Porto Alegre sofreu diversos ataques à ordem urbanística que havia sido construída de forma democrática ao longo da década de 1990 e consolidada no Plano Diretor de Desenvolvimento Urbano Ambiental - PDDUA. Alterações pontuais foram introduzidas no regime urbanístico de regiões ambientalmente frágeis, como o extremo sul da cidade na zona da antiga Fazenda do Arado. Ambiências urbanas consolidadas, como o centro histórico, foram vítimas da fragmentação do planejamento urbano em projetos que visam a densificação da área. Bairros com grande presença de população de baixa renda, como é o caso da zona do 4º Distrito, passaram a ser atrativos à indústria da construção civil graças a um projeto de “revitalização” que promove antes o interesse do mercado imobiliário do que as necessidades de seus moradores.

A tendência do momento, ou, “a bola da vez” a ilustrar a saga de entregar à cidade ao mercado, é a concessão de espaços públicos à iniciativa privada. Depois de uma experiência piloto com o Parque da Harmonia, o governo de Sebastião Melo pretende, agora, promover a concessão do Parque da Redenção, do Parque Marinha do Brasil, e de dois trechos da orla do Guaíba, um no bairro Lami, no Extremo Sul, e o outro na região central da cidade.
☆ ☆ ☆ ☆ ☆
### Objetivo do exercício
Você pode transcrever literalmente, do texto sobre a ordem urbanística de Porto Alegre, o trecho que começa em "A tendência do" e vai até "central da cidade.", incluindo essas palavras?

### Dados fornecidos
☆ ☆ ☆ ☆ ☆
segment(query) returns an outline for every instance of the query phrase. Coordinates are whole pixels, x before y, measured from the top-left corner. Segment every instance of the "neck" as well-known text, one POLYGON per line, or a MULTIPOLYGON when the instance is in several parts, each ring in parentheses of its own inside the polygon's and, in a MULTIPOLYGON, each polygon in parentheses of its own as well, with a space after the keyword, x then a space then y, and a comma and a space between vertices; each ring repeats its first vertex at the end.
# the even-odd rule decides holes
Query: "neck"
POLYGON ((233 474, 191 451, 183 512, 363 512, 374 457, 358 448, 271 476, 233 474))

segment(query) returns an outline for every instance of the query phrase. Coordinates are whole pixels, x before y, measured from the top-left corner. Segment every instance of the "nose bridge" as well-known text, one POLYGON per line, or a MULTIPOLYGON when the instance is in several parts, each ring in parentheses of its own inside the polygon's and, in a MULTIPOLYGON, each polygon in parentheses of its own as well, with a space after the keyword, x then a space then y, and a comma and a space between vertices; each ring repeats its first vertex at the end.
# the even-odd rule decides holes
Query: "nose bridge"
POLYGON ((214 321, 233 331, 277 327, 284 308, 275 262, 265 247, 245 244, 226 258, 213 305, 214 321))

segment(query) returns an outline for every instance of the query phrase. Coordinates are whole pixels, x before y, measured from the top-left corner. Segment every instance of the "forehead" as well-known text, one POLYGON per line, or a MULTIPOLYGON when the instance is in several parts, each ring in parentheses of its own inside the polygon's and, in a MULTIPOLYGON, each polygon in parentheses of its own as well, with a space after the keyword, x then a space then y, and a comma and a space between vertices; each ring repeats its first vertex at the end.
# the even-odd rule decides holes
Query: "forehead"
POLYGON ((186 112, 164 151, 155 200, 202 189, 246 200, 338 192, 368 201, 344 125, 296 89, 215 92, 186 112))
☆ ☆ ☆ ☆ ☆
### Resposta
A tendência do momento, ou, “a bola da vez” a ilustrar a saga de entregar à cidade ao mercado, é a concessão de espaços públicos à iniciativa privada. Depois de uma experiência piloto com o Parque da Harmonia, o governo de Sebastião Melo pretende, agora, promover a concessão do Parque da Redenção, do Parque Marinha do Brasil, e de dois trechos da orla do Guaíba, um no bairro Lami, no Extremo Sul, e o outro na região central da cidade.